● WHAT IS REQUIRED
In the book review below, what is Deborah M Gordon said to specialize in?

● DOCUMENT SEGMENT
A review by archytas
The Ecology of Collective Behavior by Deborah M Gordon

challenging informative slow-paced

4.0

"In living systems, unlike physical ones, change goes both ways: change in any living system alters its surroundings, which in turn change the living system. Newton’s laws describe how an object changes position when it is subject to certain forces. These laws for inanimate objects are deterministic; the relation of mass and acceleration is sufficient to predict how an object will move, and the surroundings are independent of the action of the objects. This is never true in living systems; instead, every living entity is busy modifying its surroundings."
This is written clearly as a primer in an approach to understanding life - or biology - that Gordon has been part of pioneering. Rather than viewing elements of life in isolation, she argues, we should understand it as part of a living system. Whether you are discussing cells, individuals or species, each is shaped by their interactions and can only be understood in the context of them. Gordon eschews a more philosophical approach, however, if favour of mapping distinct ways that interaction occurs and the impacts it can have, for example, centering around how resource fluctuations affect ant behaviour (Gordon is an ant specialist; there are a lot of ant examples) or how modal networks will differ in interaction mechanics to hierarchical ones. She also focuses almost entirely on her case, declining to allocate space to debunking other approaches. The result is surprisingly accessible, and if, like me, you are already inclined to be in agreement with this more collective and dazzlingly intricate view of evolution, it provides sensible ways to think about it and some good examples of how interactions might work.
I also did like that she had moved from being an emergence enthusiast to being "ready to replace its mystical glow with something more substantial". She uses an iceberg analogy as if we can currently see only what is above the waterline, the emergent behaviour, but that doesn't mean that the process underneath is mystical, just not what we can really yet see. "let’s figure out how to explain collective behaviour, and then there will be no need to invoke emergence." This book is a long way from that - and criticism could be that there are oversimplifications here too - but it is a step towards thinking differently to approach the problem.

● DATA TO EXAMINE
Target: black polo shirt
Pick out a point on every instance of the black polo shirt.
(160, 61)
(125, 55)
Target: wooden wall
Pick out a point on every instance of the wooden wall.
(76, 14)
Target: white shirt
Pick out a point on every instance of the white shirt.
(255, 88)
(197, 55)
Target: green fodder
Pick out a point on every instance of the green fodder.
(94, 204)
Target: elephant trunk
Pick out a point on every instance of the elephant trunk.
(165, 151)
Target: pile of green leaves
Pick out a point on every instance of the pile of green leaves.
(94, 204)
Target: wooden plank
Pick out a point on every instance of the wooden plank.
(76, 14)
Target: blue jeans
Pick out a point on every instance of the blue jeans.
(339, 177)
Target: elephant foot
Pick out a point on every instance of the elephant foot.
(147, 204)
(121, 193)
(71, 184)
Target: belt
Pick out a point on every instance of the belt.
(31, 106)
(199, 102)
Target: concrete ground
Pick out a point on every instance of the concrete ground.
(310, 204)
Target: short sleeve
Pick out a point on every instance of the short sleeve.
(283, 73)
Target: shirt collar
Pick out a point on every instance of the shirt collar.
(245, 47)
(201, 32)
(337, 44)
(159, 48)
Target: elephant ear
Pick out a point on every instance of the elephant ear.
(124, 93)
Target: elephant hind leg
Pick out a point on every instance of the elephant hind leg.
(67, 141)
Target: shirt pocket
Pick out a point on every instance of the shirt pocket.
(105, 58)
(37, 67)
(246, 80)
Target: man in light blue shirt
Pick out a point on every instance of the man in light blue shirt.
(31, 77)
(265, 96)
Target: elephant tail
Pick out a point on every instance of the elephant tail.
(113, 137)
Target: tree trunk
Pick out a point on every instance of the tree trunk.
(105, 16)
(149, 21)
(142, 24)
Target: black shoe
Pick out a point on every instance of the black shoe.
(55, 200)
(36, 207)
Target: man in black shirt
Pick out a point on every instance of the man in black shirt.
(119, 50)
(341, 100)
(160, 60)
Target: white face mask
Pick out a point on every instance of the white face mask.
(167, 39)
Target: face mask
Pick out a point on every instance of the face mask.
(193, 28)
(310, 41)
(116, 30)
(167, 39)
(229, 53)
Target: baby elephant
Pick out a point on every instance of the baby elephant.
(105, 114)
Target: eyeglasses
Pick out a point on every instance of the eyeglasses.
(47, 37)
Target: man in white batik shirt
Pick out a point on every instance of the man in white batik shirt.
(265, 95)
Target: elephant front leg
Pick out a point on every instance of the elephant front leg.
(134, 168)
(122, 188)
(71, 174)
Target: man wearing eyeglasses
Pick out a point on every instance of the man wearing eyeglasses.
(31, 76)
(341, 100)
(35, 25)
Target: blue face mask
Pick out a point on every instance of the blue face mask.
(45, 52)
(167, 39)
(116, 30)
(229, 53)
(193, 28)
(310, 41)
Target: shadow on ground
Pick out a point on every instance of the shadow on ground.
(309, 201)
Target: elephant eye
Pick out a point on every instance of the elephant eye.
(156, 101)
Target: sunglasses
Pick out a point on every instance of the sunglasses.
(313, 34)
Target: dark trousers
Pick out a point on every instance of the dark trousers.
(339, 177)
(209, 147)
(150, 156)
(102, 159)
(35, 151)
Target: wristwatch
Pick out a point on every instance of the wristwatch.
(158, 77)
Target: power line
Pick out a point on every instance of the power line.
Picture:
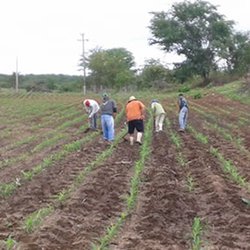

● RESPONSE AREA
Ants; she is an ant specialist.